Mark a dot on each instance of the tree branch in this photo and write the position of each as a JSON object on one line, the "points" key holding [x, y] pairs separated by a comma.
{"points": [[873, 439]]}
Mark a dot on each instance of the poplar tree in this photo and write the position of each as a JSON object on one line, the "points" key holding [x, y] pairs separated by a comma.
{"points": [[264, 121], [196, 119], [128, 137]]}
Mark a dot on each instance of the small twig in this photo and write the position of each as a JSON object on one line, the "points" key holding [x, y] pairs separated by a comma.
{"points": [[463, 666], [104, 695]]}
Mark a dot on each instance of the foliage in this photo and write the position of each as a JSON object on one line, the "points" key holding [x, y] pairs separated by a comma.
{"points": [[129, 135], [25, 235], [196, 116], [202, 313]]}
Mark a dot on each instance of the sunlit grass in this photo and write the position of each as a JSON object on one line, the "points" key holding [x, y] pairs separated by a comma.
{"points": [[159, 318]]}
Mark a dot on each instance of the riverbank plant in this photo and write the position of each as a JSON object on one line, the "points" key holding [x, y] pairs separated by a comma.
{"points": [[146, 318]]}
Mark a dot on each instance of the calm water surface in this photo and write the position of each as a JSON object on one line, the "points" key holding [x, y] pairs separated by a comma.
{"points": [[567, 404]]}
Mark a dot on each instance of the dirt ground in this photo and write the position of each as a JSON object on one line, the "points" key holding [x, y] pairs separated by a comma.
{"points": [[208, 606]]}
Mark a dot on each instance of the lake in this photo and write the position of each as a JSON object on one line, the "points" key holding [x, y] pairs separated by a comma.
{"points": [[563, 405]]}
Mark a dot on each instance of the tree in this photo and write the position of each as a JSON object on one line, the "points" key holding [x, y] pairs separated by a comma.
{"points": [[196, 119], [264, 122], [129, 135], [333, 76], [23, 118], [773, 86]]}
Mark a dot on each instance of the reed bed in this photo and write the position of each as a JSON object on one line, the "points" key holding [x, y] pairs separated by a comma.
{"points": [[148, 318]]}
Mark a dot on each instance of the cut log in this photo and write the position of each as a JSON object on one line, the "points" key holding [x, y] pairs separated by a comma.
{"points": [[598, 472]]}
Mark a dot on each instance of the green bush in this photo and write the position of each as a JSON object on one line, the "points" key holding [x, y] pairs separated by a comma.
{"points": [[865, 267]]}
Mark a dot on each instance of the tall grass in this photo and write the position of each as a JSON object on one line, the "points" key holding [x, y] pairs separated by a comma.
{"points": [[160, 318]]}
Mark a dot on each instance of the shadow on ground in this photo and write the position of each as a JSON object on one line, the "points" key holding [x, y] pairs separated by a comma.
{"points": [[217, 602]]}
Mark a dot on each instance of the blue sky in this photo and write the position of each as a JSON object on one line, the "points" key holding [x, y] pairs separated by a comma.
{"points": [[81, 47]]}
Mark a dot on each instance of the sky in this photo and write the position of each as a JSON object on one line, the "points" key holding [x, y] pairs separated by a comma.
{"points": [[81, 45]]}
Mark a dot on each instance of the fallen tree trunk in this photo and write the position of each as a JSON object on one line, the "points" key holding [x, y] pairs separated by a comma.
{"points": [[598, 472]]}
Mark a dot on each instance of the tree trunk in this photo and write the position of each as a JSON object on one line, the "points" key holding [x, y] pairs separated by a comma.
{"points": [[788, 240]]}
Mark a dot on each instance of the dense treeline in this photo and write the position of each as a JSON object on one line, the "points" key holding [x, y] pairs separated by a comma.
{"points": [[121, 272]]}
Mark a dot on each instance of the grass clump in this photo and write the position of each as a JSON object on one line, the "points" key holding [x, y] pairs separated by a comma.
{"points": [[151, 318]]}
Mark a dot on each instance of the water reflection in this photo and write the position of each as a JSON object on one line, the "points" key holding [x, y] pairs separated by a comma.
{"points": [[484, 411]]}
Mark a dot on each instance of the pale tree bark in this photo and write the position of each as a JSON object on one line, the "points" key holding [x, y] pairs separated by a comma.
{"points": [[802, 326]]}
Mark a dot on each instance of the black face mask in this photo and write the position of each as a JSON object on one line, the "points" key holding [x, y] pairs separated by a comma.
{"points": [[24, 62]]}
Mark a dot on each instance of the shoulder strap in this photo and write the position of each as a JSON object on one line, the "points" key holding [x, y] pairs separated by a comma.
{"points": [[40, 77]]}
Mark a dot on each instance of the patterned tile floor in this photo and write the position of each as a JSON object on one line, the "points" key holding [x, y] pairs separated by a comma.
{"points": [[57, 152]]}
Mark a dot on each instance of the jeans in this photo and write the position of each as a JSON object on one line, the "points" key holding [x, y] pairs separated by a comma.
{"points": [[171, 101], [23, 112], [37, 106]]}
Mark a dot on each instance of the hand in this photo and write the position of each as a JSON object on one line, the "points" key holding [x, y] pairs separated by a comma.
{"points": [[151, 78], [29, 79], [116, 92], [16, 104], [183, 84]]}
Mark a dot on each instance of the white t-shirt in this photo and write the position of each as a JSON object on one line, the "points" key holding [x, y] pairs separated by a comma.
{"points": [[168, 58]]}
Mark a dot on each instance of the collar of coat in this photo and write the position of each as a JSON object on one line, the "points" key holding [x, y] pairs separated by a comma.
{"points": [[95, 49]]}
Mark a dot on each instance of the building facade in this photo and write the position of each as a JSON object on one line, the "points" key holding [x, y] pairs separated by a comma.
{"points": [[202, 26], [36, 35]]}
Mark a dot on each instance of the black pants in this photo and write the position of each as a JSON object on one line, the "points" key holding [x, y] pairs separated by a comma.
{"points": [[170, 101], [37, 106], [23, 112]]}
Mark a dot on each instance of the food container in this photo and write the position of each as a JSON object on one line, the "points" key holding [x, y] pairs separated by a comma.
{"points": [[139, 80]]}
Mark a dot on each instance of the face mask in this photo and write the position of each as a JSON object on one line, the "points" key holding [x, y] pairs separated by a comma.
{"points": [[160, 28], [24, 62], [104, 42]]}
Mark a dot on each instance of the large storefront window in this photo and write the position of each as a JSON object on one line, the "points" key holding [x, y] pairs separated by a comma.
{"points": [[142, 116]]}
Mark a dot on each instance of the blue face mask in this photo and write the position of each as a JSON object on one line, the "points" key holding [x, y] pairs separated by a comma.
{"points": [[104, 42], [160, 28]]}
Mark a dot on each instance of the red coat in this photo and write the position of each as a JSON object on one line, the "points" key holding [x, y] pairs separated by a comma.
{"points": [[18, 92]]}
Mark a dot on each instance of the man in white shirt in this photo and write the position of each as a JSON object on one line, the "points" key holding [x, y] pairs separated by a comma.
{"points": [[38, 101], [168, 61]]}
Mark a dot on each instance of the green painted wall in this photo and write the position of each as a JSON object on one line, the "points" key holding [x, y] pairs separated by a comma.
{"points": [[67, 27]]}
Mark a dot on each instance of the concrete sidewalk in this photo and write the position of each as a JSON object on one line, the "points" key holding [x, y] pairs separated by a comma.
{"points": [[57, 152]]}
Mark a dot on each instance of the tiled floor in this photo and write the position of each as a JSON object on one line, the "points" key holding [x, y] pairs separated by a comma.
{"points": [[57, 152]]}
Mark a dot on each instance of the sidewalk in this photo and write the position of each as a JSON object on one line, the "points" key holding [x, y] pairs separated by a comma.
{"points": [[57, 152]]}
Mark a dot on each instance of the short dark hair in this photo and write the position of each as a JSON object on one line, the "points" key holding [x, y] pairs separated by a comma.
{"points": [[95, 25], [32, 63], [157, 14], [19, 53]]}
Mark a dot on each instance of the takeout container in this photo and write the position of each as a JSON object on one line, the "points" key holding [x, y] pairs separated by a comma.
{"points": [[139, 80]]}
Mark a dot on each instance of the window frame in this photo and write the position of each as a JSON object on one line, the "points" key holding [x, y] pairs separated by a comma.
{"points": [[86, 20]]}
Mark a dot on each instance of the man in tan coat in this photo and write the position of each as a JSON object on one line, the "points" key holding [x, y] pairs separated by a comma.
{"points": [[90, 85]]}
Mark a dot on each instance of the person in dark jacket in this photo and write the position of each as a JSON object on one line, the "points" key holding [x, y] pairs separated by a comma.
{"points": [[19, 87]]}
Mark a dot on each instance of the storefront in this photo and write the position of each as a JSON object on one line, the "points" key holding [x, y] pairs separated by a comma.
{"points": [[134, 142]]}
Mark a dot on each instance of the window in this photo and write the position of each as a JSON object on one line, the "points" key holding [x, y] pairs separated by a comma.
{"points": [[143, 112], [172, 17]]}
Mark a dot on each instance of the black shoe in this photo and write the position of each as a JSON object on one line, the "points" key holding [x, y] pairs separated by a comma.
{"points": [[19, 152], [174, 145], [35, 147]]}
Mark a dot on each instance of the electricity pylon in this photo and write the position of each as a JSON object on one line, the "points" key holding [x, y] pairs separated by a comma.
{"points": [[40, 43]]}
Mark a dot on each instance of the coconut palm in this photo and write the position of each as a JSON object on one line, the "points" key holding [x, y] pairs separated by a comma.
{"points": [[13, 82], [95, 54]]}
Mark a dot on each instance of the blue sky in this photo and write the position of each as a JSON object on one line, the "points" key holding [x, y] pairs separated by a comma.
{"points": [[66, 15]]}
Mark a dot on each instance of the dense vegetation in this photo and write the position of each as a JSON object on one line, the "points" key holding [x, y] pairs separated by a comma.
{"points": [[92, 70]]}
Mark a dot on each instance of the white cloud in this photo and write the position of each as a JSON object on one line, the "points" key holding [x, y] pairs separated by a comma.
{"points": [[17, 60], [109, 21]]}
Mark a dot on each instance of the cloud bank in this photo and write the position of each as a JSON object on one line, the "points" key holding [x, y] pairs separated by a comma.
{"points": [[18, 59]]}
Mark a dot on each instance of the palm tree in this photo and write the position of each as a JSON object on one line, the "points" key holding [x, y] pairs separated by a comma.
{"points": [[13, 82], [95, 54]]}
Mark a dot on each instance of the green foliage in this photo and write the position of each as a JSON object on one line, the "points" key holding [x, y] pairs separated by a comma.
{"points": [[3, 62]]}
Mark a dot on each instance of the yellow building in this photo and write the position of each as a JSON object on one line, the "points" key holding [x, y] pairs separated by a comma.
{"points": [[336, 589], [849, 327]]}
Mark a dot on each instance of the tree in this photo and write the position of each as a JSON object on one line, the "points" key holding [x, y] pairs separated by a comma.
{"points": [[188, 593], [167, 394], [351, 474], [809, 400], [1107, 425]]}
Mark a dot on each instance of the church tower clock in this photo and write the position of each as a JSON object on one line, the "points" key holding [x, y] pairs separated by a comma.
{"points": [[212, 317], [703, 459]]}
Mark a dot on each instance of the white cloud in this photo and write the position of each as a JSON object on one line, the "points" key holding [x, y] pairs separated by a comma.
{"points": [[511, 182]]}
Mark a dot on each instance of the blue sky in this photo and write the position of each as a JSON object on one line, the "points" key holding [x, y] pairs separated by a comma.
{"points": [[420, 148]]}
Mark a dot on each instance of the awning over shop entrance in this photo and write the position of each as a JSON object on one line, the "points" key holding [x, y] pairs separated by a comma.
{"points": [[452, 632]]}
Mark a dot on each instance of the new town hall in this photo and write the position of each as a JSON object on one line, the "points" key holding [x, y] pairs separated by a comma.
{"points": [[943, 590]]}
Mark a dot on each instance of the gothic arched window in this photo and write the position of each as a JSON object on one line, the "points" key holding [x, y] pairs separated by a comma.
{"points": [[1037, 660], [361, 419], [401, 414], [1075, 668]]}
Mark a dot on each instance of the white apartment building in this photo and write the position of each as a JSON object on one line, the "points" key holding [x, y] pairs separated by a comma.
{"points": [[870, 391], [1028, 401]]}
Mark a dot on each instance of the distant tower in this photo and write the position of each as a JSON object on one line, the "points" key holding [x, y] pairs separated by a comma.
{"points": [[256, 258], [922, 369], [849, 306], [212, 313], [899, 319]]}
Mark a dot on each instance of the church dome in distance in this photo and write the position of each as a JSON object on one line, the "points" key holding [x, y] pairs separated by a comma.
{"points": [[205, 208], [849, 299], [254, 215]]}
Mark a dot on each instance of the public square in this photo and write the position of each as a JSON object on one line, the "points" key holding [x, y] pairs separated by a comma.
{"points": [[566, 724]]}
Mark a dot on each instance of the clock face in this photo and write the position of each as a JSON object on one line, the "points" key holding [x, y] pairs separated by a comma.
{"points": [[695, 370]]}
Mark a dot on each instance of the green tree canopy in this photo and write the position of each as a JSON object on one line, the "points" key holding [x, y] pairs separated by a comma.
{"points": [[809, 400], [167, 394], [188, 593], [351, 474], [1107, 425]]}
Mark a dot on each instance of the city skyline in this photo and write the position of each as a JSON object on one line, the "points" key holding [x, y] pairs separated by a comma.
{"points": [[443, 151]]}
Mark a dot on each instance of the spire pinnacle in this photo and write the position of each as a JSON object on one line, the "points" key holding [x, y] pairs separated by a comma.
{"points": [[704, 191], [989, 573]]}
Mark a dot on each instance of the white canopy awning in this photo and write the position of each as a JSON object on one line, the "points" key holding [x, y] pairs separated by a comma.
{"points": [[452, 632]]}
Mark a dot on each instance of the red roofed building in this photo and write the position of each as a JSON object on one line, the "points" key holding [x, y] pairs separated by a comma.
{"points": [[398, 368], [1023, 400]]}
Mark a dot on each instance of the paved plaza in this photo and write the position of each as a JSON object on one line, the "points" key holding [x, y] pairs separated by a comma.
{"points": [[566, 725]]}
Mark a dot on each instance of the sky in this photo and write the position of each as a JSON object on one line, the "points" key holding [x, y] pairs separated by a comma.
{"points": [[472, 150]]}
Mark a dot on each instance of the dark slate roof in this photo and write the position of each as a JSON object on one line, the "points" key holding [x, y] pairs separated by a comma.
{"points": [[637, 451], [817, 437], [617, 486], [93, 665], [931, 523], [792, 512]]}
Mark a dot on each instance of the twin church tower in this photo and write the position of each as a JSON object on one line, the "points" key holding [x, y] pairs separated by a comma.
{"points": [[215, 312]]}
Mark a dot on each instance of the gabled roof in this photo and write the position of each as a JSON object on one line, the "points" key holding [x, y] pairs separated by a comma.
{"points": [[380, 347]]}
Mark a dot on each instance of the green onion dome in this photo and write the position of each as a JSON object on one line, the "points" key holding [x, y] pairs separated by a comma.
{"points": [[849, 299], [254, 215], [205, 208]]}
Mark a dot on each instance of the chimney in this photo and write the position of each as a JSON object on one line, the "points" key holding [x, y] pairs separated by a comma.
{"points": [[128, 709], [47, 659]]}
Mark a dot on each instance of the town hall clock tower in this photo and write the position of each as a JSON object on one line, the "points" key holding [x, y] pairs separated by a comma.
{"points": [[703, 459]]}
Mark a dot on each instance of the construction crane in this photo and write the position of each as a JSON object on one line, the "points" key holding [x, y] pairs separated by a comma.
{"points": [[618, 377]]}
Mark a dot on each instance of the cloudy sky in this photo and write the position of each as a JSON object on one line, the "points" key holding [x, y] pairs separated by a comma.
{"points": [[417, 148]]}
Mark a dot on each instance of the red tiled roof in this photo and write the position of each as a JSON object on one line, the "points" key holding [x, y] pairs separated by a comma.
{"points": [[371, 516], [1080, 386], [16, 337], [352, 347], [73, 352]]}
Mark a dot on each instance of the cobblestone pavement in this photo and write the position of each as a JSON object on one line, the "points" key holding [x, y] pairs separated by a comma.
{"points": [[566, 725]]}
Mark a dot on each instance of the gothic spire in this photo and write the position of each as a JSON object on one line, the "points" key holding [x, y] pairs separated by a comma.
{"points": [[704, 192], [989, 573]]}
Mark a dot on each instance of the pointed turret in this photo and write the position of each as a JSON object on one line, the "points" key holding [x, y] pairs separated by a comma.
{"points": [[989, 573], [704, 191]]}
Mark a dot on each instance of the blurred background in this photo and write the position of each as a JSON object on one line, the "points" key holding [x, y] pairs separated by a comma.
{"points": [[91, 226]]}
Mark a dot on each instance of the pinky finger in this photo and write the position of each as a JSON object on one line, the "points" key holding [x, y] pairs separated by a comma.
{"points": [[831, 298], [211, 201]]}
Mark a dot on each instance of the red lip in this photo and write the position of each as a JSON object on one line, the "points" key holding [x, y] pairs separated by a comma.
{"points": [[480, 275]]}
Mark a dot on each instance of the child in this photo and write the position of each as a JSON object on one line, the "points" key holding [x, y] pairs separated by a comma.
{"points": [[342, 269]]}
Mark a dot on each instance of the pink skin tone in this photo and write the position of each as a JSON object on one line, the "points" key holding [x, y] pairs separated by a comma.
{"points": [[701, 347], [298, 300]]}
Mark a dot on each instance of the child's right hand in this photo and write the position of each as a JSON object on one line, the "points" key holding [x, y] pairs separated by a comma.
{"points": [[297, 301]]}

▶ _WORK INSTRUCTIONS_
Exactly and only the lines from the one containing "Mark a dot on each instance of the pointed" through the end of the material are to be reproduced, both ends included.

▶ _SOLUTION TO THIS PROBLEM_
Mark a dot on each instance of the pointed turret in this photo and write the position of each as a JSON object on one line, the "points" key holding [x, y] pairs separated by a comma.
{"points": [[989, 573], [704, 191]]}
Mark a dot on each instance of the blurred background in this photo and write the position of each as a JSON object on one line, the "points" key holding [x, y] pairs separated by a comma.
{"points": [[91, 226]]}
Mark a dot on each instance of the pinky finger in this photo and write the position of each as a JSON object on one line, the "points" key holding [x, y] pairs separated by a comma.
{"points": [[831, 298], [211, 201]]}
Mark a dot on each instance of the red lip in this photo and write the position of each as a JSON object on one line, the "points" key holding [x, y] pairs separated by a comma.
{"points": [[480, 275]]}
Mark a dot on each instance of the child in this photo and write the position of each as a JSON object on one line, the "points" key holding [x, y] pairs separated by a comma.
{"points": [[342, 269]]}
Mark a dot on each instance of the pink skin tone in this photo and write the position of each as a JSON object on one line, the "points" key holding [x, y] pairs separated by a comma.
{"points": [[701, 347], [298, 300]]}
Mark a dot on each instance of the child's right hand in this photo and write the position of each as a JSON object on one line, the "points" key holding [x, y] pairs separated by a comma.
{"points": [[297, 301]]}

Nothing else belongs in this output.